• _Exercise directions_
Pull out every line in the items below that contains the word "ledge". Case counts.

• _Record set_
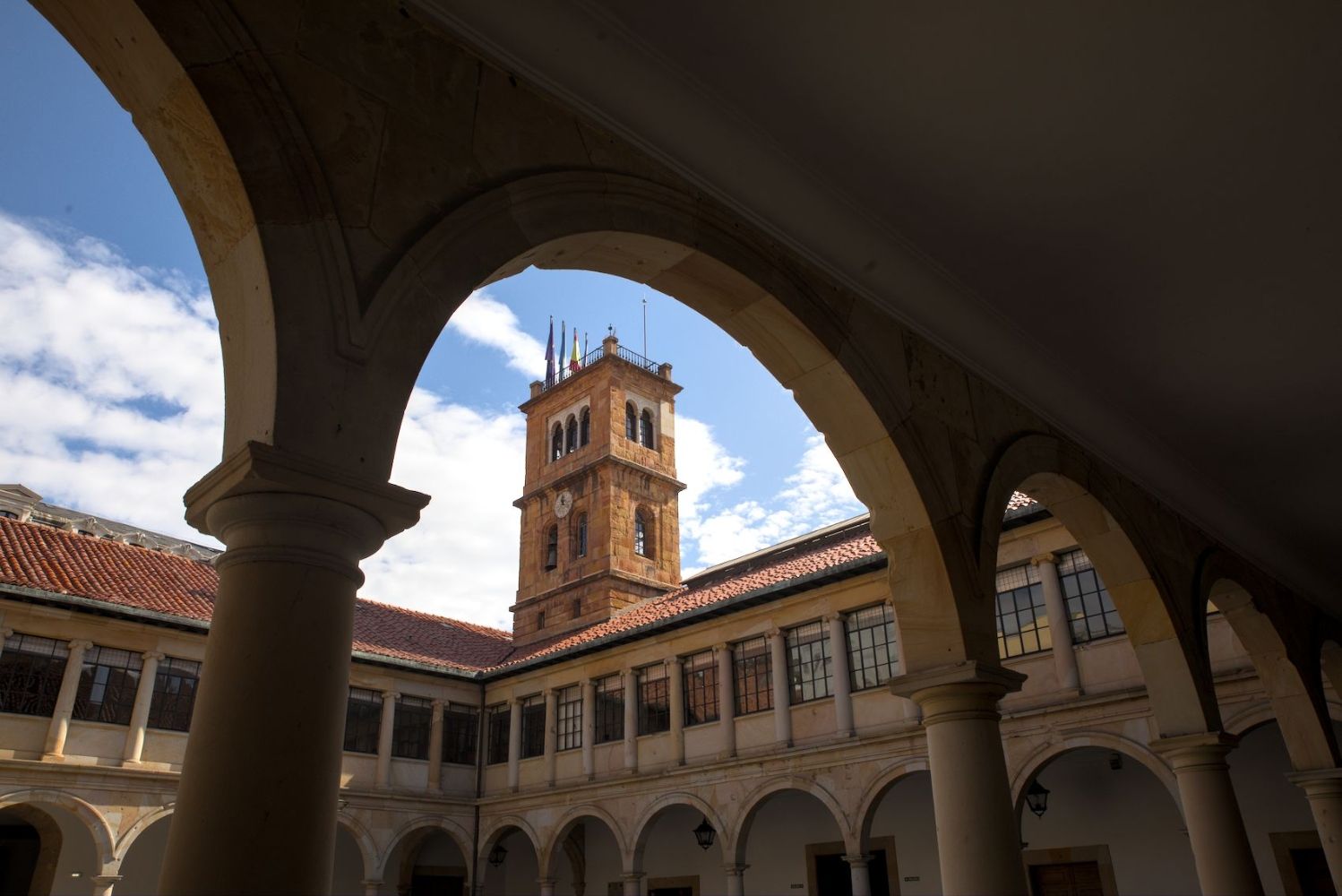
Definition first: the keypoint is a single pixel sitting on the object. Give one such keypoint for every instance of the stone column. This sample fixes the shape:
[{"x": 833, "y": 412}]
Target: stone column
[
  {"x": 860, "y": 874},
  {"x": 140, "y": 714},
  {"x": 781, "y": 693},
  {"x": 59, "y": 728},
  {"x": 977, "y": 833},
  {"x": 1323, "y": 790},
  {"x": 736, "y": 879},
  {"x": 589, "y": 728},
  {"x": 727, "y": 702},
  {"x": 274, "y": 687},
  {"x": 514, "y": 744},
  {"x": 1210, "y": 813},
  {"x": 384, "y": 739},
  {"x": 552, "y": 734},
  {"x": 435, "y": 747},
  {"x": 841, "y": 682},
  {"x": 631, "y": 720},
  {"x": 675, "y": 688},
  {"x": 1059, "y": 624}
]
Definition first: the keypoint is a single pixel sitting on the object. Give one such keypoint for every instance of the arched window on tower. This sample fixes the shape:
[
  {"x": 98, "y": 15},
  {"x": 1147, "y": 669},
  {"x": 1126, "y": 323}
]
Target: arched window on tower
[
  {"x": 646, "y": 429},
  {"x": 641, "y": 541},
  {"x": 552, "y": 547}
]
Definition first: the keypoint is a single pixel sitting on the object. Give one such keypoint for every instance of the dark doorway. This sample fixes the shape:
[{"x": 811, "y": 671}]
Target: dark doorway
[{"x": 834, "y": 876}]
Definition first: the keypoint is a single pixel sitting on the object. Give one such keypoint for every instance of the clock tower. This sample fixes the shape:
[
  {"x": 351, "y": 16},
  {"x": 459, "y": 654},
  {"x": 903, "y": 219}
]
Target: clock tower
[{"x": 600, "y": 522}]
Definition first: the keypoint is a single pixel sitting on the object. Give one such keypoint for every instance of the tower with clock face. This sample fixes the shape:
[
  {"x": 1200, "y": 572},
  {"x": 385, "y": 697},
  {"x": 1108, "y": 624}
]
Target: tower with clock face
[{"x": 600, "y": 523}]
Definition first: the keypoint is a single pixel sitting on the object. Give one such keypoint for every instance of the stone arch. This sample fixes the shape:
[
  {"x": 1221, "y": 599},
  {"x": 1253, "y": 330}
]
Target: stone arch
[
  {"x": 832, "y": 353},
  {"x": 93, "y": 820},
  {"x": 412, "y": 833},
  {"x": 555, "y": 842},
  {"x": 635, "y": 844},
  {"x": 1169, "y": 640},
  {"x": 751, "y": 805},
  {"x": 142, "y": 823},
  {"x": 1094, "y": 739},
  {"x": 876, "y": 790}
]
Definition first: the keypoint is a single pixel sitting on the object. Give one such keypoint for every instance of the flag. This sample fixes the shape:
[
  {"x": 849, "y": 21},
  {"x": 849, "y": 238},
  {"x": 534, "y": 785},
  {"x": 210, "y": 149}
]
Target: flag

--

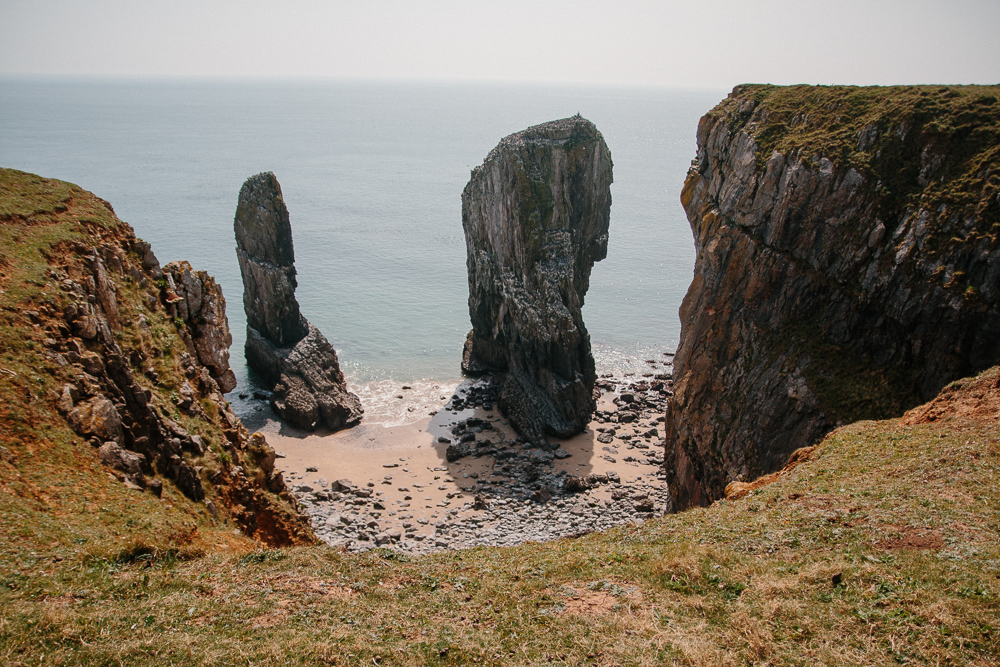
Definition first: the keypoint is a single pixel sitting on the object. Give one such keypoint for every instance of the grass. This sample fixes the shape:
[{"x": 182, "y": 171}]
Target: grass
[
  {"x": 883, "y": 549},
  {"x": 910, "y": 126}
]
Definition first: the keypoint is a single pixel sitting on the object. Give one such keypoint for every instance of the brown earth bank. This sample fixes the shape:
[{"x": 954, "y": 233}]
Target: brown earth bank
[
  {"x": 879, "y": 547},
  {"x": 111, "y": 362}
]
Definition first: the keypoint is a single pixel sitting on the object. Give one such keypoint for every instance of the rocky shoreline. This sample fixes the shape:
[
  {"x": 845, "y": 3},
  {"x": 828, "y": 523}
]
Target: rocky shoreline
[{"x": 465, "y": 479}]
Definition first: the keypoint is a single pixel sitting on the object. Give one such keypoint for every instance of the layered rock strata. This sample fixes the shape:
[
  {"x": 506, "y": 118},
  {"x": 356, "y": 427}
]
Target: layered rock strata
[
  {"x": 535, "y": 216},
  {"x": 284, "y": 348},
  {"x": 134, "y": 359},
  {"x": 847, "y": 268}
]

--

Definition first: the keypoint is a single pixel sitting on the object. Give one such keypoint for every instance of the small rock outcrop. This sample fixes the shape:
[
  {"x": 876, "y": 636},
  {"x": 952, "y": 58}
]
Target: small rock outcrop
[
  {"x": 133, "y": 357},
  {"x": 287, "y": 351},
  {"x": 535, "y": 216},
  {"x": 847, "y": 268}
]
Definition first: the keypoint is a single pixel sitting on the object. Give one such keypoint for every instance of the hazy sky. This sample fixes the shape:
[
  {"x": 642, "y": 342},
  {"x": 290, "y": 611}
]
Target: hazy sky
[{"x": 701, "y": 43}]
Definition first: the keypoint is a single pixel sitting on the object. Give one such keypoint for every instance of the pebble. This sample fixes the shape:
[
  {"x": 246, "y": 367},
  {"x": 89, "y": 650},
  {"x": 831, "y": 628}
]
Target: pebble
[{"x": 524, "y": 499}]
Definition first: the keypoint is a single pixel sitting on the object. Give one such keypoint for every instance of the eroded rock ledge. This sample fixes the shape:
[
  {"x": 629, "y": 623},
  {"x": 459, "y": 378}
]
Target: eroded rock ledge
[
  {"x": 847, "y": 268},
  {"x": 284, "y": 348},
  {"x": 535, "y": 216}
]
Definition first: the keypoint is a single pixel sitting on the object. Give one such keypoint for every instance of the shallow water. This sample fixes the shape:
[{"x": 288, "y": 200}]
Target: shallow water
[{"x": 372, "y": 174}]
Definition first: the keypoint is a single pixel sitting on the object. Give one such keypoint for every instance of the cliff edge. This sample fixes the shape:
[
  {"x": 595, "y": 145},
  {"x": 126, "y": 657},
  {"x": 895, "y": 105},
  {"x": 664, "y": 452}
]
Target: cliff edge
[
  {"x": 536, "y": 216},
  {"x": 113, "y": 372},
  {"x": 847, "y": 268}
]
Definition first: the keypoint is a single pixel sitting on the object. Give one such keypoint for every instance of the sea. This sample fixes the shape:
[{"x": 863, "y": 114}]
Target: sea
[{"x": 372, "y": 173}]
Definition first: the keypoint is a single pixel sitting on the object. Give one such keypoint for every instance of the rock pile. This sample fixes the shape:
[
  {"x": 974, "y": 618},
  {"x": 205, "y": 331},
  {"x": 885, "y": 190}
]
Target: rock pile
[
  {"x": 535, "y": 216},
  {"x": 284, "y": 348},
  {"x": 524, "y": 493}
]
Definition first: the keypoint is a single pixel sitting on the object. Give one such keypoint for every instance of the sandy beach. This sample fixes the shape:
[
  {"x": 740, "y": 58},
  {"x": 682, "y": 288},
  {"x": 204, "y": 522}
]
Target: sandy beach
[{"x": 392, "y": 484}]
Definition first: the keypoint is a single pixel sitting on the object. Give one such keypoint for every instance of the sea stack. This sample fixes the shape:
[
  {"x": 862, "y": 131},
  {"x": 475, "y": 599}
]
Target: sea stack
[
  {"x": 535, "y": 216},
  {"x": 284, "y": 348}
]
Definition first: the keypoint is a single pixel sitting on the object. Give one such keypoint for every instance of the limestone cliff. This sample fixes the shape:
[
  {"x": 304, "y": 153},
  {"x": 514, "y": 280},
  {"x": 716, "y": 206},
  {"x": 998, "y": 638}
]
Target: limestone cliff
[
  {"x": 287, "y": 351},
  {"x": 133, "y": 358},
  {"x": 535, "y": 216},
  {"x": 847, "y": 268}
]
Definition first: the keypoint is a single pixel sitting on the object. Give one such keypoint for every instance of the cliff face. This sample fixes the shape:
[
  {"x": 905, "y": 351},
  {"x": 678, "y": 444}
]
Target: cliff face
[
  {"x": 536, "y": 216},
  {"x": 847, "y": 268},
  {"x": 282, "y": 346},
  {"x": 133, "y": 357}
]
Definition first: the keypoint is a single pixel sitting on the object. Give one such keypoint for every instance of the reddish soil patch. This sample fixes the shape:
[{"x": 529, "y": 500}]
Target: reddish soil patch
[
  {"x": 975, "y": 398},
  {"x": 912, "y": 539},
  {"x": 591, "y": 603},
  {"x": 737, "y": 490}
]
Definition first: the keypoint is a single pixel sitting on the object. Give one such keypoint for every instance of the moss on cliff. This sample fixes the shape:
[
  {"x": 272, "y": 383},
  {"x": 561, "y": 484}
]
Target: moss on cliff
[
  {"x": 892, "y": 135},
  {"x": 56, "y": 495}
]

• _The answer_
Definition first: the keypoint is a single pixel sitting on the object. Give one such keypoint for every instance of the eroded rock ledge. This sample fixes the shape:
Target: eroded rock ledge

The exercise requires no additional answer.